# Glue Studio Notebook
You are now running a **Glue Studio** notebook; before you can start using your notebook you *must* start an interactive session.

## Available Magics
| Magic | Type | Description |
|-----------------------------|--------------|-----------------------------------------------------------------------------------------------------------------------------------------------------------|
| %%configure | Dictionary | A json-formatted dictionary consisting of all configuration parameters for a session. Each parameter can be specified here or through individual magics. |
| %profile | String | Specify a profile in your aws configuration to use as the credentials provider. |
| %iam_role | String | Specify an IAM role to execute your session with. |
| %region | String | Specify the AWS region in which to initialize a session. |
| %session_id | String | Returns the session ID for the running session. |
| %connections | List | Specify a comma separated list of connections to use in the session. |
| %additional_python_modules | List | Comma separated list of pip packages, s3 paths or private pip arguments. |
| %extra_py_files | List | Comma separated list of additional Python files from S3. |
| %extra_jars | List | Comma separated list of additional Jars to include in the cluster. |
| %number_of_workers | Integer | The number of workers of a defined worker_type that are allocated when a job runs. worker_type must be set too. |
| %glue_version | String | The version of Glue to be used by this session. Currently, the only valid options are 2.0 and 3.0 (eg: %glue_version 2.0). |
| %security_config | String | Define a security configuration to be used with this session. |
| %sql | String | Run SQL code. All lines after the initial %%sql magic will be passed as part of the SQL code. |
| %streaming | String | Changes the session type to Glue Streaming. |
| %etl | String | Changes the session type to Glue ETL. |
| %status | | Returns the status of the current Glue session including its duration, configuration and executing user / role. |
| %stop_session | | Stops the current session. |
| %list_sessions | | Lists all currently running sessions by name and ID. |
| %worker_type | String | Standard, G.1X, *or* G.2X. number_of_workers must be set too. Default is G.1X. |
| %spark_conf | String | Specify custom spark configurations for your session. E.g. %spark_conf spark.serializer=org.apache.spark.serializer.KryoSerializer. |

### Prepare and configure SparkSession with Delta Lake configuration

In [5]:
%session_id_prefix native-delta-sql-
%glue_version 3.0
%idle_timeout 60
%%configure 
{
 "--conf": "spark.sql.extensions=io.delta.sql.DeltaSparkSessionExtension --conf spark.sql.catalog.spark_catalog=org.apache.spark.sql.delta.catalog.DeltaCatalog",
 "--datalake-formats": "delta"
}

Setting session ID prefix to native-delta-sql-
Setting Glue version to: 3.0
Current idle_timeout is 15 minutes.

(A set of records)
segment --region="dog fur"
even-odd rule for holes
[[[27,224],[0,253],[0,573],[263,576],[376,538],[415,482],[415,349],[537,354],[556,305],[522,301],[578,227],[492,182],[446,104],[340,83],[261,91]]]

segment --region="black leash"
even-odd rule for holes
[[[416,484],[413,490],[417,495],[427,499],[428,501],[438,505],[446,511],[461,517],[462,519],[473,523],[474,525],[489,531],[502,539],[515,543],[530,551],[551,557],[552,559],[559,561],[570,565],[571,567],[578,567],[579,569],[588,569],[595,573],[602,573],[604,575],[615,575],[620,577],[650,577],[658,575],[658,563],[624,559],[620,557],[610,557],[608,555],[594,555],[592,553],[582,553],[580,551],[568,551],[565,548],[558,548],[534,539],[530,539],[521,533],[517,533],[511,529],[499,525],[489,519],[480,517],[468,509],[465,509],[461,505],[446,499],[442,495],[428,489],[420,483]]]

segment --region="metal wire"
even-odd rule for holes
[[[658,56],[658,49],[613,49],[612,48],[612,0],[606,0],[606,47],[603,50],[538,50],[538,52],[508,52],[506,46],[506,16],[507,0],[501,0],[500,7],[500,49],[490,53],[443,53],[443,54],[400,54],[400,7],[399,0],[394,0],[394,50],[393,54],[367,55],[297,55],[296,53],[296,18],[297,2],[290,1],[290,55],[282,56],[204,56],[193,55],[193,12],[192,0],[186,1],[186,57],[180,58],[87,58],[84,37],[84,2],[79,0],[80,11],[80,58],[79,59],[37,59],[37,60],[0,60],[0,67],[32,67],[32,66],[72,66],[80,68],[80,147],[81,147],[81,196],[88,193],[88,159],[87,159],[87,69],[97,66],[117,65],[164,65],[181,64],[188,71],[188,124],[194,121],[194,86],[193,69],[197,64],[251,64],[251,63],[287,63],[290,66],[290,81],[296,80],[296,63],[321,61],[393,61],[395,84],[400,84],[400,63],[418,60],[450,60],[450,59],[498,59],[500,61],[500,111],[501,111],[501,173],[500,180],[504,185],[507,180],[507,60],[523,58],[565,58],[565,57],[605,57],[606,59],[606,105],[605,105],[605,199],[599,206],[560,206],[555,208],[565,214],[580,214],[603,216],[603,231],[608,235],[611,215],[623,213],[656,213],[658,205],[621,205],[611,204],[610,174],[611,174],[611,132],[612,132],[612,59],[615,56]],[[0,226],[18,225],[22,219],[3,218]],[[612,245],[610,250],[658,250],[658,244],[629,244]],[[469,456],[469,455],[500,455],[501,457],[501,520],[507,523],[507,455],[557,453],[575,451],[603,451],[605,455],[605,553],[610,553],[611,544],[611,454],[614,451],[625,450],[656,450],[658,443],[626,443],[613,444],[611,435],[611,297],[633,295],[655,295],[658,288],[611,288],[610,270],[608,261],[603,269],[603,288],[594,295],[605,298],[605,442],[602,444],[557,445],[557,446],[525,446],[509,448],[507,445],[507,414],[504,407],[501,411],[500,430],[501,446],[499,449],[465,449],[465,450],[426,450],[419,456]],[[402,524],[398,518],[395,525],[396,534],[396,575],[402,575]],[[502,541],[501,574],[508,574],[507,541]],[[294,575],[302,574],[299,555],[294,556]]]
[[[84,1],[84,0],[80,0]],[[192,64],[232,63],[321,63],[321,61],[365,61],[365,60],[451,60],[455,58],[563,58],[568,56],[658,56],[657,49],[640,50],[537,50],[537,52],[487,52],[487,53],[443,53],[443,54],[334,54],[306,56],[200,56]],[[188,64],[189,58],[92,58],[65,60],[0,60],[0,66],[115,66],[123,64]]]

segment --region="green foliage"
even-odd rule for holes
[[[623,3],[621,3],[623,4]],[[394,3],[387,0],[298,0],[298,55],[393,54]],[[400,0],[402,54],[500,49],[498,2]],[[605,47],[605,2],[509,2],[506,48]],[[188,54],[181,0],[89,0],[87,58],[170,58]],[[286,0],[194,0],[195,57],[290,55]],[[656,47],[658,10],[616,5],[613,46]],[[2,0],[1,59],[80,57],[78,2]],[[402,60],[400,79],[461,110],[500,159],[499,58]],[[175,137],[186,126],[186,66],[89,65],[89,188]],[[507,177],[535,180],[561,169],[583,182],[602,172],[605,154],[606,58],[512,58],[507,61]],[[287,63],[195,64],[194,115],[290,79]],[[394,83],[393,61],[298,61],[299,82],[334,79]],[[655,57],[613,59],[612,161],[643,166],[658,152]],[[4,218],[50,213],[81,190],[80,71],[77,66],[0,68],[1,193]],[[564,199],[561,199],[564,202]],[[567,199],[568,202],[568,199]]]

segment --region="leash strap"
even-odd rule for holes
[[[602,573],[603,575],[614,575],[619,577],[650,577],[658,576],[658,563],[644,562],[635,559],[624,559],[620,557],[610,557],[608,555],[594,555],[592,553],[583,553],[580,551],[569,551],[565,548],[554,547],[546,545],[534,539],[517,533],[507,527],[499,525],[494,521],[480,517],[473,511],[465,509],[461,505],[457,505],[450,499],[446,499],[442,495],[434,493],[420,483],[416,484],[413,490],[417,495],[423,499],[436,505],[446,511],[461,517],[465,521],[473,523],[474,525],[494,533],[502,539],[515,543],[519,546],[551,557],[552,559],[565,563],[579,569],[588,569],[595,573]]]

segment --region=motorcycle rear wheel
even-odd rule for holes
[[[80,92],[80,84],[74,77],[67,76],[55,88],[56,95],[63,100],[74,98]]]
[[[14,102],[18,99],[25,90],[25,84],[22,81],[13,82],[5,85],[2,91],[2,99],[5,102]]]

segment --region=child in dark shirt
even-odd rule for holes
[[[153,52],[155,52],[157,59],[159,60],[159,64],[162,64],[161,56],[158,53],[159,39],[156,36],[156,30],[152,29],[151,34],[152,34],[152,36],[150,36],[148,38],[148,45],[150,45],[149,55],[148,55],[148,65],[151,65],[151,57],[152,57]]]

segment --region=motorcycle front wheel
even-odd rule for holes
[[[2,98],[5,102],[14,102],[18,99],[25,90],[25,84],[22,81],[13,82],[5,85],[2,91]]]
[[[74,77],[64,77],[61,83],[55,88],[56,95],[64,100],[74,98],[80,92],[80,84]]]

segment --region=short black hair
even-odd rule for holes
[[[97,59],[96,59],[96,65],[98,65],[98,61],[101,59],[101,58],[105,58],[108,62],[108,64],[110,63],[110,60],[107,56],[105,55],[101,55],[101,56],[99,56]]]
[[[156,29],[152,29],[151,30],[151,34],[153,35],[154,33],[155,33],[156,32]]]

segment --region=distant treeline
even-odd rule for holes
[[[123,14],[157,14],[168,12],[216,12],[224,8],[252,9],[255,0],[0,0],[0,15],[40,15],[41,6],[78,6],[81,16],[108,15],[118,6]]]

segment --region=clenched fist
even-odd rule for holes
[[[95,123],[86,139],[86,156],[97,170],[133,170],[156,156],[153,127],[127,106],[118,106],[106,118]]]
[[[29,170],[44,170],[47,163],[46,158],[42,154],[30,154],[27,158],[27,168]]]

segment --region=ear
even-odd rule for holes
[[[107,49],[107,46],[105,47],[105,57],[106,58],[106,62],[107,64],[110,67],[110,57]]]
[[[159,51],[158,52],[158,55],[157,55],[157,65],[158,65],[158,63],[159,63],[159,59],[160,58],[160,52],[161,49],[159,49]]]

» TASK GOAL
Shorten the paragraph of the notebook page that begins "You are now running" while keeping its main facts. Work from the notebook page alone.

» SOLUTION BELOW
This is a Glue Studio notebook, and it can't be used until an interactive session is started.